» Try it
Look through the data that follows and say how many of its lines contain "every", giving the number only.
BEGIN Data
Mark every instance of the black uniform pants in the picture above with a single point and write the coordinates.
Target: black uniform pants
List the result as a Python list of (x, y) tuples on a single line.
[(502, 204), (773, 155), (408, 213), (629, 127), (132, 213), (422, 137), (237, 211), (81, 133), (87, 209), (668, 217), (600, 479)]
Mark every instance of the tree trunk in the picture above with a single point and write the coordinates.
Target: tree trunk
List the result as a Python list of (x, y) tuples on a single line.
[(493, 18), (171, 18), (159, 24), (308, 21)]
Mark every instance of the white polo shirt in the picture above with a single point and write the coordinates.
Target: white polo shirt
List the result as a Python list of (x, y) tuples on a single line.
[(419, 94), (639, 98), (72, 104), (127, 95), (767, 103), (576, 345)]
END Data
» Result
3